→ **What is asked**:
From the entries below, pull out every line that contains the word "flower" and copy each one unchanged.

→ **Supplied information**:
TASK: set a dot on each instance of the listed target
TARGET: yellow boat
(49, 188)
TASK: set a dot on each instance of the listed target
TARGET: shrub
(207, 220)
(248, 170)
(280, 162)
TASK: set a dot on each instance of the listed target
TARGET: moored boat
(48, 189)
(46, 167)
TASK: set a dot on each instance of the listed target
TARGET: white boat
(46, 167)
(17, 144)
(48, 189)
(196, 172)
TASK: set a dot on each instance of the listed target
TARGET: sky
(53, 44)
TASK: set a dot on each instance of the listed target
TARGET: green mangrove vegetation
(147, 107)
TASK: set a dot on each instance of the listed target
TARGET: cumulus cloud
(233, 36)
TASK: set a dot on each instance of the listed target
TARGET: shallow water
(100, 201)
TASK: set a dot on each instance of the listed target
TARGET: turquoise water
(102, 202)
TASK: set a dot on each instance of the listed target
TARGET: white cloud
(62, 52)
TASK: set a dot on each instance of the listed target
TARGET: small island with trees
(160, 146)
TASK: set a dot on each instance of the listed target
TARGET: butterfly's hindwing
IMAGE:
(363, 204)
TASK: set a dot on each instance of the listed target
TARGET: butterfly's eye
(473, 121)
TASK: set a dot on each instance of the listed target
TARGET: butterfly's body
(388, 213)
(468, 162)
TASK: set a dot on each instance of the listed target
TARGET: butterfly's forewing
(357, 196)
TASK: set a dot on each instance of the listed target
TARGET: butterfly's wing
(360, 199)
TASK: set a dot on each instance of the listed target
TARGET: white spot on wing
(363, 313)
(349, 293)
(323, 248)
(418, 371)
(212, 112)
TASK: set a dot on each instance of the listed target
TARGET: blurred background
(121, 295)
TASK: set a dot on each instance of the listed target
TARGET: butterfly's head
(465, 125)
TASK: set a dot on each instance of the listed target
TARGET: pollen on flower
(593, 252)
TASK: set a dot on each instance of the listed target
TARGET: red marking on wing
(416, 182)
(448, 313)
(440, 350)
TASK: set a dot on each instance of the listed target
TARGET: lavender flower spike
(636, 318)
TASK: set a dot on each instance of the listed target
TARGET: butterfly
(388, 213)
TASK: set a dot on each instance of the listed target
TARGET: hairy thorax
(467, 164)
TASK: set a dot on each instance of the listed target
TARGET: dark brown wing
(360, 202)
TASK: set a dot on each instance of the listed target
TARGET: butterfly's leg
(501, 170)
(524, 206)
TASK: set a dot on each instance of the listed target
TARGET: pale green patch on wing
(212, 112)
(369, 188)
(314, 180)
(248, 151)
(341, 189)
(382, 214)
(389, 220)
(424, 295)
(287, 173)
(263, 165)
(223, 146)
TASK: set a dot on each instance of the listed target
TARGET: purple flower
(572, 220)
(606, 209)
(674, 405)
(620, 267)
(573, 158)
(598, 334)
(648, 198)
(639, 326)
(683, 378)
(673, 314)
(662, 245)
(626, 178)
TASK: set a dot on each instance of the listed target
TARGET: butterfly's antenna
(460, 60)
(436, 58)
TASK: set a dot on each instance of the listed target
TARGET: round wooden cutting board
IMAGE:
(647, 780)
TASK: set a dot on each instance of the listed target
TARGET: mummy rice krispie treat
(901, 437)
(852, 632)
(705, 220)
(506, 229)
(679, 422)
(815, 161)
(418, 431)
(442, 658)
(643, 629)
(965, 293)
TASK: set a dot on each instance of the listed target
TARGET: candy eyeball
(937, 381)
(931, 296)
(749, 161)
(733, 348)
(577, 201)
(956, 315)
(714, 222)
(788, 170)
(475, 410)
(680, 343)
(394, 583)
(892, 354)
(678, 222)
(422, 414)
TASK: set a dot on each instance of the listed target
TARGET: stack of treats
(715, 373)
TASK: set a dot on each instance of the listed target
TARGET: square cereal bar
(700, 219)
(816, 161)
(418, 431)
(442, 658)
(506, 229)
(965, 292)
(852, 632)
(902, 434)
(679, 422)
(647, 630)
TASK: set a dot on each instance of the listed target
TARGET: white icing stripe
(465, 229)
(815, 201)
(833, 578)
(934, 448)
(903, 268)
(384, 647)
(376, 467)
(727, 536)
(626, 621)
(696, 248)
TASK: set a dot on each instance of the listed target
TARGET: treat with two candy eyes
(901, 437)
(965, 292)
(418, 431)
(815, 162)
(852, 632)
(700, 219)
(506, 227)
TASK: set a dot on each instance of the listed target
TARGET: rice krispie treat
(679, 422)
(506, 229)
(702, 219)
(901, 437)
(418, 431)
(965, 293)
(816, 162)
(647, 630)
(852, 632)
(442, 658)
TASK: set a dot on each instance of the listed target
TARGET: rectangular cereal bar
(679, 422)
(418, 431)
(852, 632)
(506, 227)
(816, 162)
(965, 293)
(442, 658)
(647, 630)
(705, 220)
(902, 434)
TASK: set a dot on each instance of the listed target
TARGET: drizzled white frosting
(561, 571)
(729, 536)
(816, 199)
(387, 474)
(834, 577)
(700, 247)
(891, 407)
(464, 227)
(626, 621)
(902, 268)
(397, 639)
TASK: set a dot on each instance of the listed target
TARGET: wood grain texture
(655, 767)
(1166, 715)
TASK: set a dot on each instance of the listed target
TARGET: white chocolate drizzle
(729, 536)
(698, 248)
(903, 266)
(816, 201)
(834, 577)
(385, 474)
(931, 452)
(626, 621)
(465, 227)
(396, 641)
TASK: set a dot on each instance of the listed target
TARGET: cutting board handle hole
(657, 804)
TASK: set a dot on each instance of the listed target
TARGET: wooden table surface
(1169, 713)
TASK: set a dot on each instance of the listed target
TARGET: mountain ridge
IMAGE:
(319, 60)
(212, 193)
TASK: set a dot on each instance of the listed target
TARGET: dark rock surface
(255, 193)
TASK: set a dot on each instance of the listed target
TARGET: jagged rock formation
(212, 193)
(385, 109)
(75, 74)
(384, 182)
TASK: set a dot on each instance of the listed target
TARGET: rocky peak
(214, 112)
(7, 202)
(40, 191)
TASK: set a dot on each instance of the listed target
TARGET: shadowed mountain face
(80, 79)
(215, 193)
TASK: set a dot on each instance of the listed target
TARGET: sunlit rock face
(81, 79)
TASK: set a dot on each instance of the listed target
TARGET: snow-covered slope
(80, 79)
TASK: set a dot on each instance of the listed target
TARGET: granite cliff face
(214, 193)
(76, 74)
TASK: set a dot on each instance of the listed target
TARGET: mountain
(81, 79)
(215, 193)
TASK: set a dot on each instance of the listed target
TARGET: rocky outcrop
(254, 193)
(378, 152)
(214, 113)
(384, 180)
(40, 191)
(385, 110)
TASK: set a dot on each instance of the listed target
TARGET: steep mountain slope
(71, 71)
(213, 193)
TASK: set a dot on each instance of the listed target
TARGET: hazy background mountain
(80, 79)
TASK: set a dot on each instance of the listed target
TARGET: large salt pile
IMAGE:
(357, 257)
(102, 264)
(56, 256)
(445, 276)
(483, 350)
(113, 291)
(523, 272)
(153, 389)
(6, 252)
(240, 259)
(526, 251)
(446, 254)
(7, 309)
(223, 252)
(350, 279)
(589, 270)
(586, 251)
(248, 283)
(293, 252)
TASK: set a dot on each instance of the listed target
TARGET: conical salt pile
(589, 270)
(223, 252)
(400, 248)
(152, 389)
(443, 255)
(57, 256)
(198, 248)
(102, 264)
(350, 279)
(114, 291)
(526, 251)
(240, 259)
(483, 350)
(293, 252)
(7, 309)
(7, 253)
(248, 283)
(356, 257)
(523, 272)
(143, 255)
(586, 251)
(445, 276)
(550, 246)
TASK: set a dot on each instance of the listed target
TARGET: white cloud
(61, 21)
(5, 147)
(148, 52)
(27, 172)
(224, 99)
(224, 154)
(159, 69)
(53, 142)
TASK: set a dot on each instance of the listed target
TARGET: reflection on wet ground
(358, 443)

→ **Solution to this exercise**:
TARGET: pollen on flower
TARGET: lavender flower spike
TARGET: purple flower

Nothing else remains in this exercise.